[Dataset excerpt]
◆ ◆ ◆ ◆ ◆ ◆ ◆
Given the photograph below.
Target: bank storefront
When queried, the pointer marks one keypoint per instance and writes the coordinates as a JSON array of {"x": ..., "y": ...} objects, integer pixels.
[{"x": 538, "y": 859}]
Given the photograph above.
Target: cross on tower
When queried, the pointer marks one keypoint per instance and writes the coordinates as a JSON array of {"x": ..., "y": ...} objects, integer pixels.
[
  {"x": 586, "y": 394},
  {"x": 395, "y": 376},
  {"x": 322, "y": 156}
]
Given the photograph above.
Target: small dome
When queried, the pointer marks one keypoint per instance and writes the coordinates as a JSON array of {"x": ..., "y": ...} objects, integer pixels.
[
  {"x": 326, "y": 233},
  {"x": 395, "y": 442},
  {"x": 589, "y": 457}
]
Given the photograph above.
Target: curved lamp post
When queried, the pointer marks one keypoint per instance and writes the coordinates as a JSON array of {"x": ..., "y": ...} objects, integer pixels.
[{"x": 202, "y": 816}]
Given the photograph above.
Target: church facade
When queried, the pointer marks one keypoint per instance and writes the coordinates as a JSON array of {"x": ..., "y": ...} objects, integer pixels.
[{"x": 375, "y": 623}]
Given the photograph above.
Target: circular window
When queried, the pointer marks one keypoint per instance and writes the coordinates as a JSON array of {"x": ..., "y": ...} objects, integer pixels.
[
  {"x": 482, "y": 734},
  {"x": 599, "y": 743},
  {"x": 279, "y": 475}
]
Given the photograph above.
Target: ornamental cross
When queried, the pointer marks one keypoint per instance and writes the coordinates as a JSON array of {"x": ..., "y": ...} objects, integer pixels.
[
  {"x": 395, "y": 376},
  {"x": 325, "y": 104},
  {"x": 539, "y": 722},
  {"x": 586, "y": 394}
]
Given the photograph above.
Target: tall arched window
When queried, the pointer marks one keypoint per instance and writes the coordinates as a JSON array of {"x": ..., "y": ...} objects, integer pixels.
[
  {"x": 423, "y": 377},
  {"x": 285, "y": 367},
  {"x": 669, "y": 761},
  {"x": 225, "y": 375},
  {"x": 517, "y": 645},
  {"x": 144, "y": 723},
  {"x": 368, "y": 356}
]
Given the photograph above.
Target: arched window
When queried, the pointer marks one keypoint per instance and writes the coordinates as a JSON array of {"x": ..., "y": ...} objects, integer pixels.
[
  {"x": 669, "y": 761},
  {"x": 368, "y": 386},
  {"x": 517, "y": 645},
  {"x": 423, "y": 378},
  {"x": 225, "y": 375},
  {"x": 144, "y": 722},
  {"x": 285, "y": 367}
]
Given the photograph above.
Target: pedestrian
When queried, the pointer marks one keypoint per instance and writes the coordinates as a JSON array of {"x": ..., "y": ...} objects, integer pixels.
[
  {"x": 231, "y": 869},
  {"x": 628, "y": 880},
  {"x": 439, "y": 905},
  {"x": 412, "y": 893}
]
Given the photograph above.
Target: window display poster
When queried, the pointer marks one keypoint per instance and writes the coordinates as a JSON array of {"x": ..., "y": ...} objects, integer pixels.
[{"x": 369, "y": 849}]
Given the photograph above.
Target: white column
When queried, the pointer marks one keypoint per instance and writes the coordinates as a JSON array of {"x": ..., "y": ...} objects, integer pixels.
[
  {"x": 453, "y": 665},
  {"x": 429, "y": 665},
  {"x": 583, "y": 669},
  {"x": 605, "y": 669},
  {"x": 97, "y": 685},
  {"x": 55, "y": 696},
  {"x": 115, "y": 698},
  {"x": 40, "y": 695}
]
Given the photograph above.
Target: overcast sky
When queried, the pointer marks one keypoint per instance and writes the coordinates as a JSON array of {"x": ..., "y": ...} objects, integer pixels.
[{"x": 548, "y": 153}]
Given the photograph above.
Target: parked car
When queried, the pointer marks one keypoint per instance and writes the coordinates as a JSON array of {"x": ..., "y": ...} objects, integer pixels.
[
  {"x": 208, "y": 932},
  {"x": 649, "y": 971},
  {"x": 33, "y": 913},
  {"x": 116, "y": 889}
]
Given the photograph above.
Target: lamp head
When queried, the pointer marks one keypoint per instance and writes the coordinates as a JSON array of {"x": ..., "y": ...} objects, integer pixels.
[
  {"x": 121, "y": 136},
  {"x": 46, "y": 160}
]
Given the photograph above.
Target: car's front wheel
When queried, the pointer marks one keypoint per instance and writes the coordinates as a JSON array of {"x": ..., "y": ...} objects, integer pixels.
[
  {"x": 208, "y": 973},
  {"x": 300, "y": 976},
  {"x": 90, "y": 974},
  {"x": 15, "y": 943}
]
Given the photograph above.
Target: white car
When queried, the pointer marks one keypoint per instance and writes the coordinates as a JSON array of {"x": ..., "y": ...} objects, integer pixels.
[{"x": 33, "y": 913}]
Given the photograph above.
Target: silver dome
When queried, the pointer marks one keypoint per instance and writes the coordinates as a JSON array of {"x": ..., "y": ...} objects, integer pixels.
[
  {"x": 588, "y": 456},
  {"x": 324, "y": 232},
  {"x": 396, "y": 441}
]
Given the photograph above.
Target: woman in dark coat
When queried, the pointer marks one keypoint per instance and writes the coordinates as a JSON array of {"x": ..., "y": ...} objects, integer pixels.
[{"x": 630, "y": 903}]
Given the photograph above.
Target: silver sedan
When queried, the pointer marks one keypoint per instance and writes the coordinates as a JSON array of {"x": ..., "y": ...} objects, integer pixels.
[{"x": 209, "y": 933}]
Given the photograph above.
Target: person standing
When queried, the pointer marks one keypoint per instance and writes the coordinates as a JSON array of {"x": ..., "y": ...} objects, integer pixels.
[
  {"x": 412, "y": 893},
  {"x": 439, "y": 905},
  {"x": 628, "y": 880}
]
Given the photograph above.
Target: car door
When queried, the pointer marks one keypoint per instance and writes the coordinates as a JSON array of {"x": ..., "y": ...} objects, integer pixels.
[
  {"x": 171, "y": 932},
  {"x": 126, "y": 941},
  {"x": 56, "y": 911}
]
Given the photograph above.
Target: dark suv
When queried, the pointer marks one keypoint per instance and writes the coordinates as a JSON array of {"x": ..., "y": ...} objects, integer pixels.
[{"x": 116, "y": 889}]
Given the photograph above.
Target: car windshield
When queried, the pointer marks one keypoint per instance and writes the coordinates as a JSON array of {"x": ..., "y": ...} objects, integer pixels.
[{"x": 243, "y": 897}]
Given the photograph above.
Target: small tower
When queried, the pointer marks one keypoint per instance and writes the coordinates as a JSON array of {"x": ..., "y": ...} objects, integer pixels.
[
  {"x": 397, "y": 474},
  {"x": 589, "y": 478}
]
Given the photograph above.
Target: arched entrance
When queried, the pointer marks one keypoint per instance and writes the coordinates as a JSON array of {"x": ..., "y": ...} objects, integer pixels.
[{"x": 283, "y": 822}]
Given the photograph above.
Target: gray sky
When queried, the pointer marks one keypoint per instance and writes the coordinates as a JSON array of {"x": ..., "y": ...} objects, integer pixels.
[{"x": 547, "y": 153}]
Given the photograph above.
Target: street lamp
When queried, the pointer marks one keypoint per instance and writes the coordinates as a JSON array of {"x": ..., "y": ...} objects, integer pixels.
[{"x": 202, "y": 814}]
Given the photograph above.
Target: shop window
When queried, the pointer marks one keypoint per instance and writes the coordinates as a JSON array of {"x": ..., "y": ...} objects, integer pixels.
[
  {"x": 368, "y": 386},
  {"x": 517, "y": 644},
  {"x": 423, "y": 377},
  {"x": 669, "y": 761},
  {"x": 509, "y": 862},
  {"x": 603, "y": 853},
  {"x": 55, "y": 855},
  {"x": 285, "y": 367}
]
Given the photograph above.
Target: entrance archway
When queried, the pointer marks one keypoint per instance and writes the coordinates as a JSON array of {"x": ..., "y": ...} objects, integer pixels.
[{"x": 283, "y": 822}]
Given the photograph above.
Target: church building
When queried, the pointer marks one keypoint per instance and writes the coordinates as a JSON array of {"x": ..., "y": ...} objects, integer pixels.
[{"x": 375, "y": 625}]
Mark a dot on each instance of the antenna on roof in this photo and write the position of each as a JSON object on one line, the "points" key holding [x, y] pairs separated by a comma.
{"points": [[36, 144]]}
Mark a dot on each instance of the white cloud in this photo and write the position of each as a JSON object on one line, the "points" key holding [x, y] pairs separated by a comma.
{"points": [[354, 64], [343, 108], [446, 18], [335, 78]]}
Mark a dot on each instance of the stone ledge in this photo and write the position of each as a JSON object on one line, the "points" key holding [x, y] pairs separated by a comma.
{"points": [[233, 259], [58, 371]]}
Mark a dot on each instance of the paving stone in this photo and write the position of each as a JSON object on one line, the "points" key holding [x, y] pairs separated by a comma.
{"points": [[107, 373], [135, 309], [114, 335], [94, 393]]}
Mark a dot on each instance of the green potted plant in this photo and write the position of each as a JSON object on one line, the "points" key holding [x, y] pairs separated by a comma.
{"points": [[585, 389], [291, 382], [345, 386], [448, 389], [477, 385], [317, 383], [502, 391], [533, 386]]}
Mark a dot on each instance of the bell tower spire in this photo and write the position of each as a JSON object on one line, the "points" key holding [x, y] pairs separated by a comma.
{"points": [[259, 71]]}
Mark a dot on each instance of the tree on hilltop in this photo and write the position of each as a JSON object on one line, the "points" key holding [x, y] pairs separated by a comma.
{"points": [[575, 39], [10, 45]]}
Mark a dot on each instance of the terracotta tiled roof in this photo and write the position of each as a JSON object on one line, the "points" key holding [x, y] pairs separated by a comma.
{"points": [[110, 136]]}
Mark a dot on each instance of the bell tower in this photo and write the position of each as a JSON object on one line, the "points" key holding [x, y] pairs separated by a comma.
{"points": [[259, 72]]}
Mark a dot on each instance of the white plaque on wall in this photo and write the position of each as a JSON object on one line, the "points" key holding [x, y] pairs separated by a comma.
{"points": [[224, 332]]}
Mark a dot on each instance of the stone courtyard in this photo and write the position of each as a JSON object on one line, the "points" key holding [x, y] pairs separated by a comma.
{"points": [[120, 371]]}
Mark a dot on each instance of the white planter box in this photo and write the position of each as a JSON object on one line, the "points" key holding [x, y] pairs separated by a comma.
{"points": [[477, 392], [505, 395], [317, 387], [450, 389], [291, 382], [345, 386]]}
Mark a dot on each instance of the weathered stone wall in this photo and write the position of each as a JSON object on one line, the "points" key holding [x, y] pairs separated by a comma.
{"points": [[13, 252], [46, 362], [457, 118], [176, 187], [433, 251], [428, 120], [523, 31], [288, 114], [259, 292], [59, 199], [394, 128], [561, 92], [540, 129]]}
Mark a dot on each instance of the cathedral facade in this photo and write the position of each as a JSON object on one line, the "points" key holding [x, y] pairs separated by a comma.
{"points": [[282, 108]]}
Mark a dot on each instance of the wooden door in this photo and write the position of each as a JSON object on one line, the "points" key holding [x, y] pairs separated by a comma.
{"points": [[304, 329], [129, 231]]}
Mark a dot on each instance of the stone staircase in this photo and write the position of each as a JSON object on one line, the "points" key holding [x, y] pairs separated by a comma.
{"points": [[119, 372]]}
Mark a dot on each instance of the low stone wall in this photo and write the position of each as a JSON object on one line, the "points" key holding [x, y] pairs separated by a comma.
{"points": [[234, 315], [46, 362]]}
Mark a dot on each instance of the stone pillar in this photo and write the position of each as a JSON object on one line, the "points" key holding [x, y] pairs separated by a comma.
◆ ◆ ◆ ◆ ◆ ◆ ◆
[Task to complete] Reproduce the lines above from the one containing "Mark a dot on each instance of the low" through the end of the material, swapping each "stone" for "granite" and leaving everything else as it is.

[Worked solution]
Mark a dot on each instance of the low granite wall in this photo and write the position of each as a JSON object on one line, the "points" key holding [x, y] pairs separated by a comma.
{"points": [[234, 315], [46, 362]]}
Mark a dot on each instance of the granite pillar in this photo and write the position of each as a JSON object on one line, the "points" key holding [x, y] pairs separated by a comma.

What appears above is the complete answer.